_GOAL_
Tally how many lines in the items below contain the string "instance" and reply with only that number.

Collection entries
┄┄┄┄┄┄

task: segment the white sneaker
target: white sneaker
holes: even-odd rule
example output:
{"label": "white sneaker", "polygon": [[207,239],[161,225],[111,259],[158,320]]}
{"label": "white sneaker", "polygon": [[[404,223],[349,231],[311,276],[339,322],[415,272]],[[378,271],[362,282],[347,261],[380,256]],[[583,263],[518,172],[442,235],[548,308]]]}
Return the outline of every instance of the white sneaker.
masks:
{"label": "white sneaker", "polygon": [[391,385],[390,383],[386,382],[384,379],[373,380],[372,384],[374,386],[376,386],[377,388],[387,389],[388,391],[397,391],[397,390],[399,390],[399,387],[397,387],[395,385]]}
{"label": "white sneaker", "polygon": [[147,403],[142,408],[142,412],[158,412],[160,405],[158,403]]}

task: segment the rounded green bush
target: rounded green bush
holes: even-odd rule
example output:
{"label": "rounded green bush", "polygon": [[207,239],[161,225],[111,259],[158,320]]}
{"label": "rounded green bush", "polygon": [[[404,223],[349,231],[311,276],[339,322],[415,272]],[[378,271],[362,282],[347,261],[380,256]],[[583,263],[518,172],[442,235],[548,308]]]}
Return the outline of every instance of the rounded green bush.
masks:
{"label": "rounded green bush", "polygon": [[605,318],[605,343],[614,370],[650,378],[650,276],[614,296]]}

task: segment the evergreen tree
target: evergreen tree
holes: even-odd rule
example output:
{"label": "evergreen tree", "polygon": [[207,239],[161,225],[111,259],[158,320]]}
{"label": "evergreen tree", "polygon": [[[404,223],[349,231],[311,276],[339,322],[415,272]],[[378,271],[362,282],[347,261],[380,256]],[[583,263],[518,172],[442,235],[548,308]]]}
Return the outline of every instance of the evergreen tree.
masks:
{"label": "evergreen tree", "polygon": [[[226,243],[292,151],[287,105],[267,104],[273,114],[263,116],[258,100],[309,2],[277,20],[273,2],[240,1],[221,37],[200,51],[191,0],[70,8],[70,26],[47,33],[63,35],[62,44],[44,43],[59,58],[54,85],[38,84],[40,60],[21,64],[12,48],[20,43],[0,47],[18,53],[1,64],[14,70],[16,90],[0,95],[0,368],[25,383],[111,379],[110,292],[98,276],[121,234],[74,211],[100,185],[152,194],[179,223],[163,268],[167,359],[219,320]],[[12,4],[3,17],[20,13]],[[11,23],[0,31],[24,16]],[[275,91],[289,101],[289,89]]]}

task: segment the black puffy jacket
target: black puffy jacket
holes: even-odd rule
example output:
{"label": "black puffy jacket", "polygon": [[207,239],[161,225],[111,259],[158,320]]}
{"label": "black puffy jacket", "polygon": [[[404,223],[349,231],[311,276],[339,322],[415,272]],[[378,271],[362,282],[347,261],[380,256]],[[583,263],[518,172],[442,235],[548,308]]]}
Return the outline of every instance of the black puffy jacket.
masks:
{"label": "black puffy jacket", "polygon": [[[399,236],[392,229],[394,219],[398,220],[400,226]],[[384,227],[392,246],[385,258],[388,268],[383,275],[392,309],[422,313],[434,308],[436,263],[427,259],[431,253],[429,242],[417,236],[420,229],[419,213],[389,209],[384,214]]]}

┄┄┄┄┄┄

_RESPONSE TO THE TASK_
4